■ Given task ■
Rewrite the material below, replacing "brown rock" with "gray stone" everywhere it occurs and leaving all other text unchanged.

(Items listed in a dataset)

>> BEGIN

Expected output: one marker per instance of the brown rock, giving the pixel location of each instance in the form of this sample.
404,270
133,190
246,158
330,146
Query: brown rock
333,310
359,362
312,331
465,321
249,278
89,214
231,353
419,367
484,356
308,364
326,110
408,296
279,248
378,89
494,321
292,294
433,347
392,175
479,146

>> END

■ The response ■
Expected output: one marker per instance of the gray stone, giving the pixel location of each instance in the form of this sample.
404,270
133,190
246,158
330,146
Query: gray stone
333,310
359,362
312,331
465,321
249,278
89,214
231,353
419,367
484,356
308,364
326,110
408,296
279,248
378,89
494,321
292,294
433,347
392,175
479,146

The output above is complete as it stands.